◆ AIM 1
Rewrite everything in the records from the line containing "TARGET = gravel ground" down to the end of the records as a JSON list of strings, one string per line, leaving out blank lines.

◆ PAGE
☆ ☆ ☆

I am reminded of the sand that all this is built upon whenever I take a glance at the materials stacked on the shelves of the Jenkinson Manney & Whitlock Memorial Reference Library. It is named for three of the better scribes to ever scribble words on paper for folks like us to read: Denis Jenkinson, Henry Manney, and Joe Whitlock. It is composed of sheets paper between the covers of books or magazines and a very large number of file folders jammed into file cabinets or stacked on the Project Table.

Paper Please

Several years ago, I wrote about an issue of Sports Car Graphic from 1966. This time I am going to consider the January 1964 issue of Road & Track, primarily because it was the issue that happened to catch my eye. The cover is a painting by Bill Neale celebrating what is written in the top left corner of the cover: "Jim Clark, 1963 World Champion."

☆ ☆ ☆

◆ RECORDS TO USE
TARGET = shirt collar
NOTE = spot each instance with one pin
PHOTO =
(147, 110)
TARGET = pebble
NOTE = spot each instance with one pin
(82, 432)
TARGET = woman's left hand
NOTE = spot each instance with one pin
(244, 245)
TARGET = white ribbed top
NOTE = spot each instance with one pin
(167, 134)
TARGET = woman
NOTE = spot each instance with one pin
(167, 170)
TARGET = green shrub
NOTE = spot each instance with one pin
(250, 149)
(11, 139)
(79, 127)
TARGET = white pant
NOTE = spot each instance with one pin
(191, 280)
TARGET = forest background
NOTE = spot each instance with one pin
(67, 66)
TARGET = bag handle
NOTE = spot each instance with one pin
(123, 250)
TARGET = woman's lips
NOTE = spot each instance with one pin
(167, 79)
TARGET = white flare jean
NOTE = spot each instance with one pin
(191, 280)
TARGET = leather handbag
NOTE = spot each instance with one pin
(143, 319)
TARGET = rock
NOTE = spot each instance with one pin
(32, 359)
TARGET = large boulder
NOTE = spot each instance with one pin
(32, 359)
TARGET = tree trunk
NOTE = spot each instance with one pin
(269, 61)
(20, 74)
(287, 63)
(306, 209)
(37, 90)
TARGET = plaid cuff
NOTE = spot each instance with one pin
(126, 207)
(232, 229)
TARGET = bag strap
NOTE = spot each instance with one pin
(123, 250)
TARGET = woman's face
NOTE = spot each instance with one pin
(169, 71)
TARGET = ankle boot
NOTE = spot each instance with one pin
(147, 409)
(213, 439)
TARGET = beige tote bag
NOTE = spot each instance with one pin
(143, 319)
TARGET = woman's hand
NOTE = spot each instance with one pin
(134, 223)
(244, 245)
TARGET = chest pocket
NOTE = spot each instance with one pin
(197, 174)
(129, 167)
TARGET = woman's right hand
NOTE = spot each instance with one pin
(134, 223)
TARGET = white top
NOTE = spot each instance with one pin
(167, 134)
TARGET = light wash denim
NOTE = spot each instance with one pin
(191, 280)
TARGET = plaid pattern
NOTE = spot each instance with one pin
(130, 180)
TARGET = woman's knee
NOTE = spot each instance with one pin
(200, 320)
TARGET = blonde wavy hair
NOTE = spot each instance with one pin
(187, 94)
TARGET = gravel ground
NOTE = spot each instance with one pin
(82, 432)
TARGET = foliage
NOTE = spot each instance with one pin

☆ ☆ ☆

◆ AIM 2
Reproduce word for word everything in the reference library passage from "I am reminded" down to "the Project Table.".

◆ EXPECTED OUTPUT 1
[
  "TARGET = gravel ground",
  "NOTE = spot each instance with one pin",
  "(82, 432)",
  "TARGET = foliage",
  "NOTE = spot each instance with one pin"
]

◆ EXPECTED OUTPUT 2
I am reminded of the sand that all this is built upon whenever I take a glance at the materials stacked on the shelves of the Jenkinson Manney & Whitlock Memorial Reference Library. It is named for three of the better scribes to ever scribble words on paper for folks like us to read: Denis Jenkinson, Henry Manney, and Joe Whitlock. It is composed of sheets paper between the covers of books or magazines and a very large number of file folders jammed into file cabinets or stacked on the Project Table.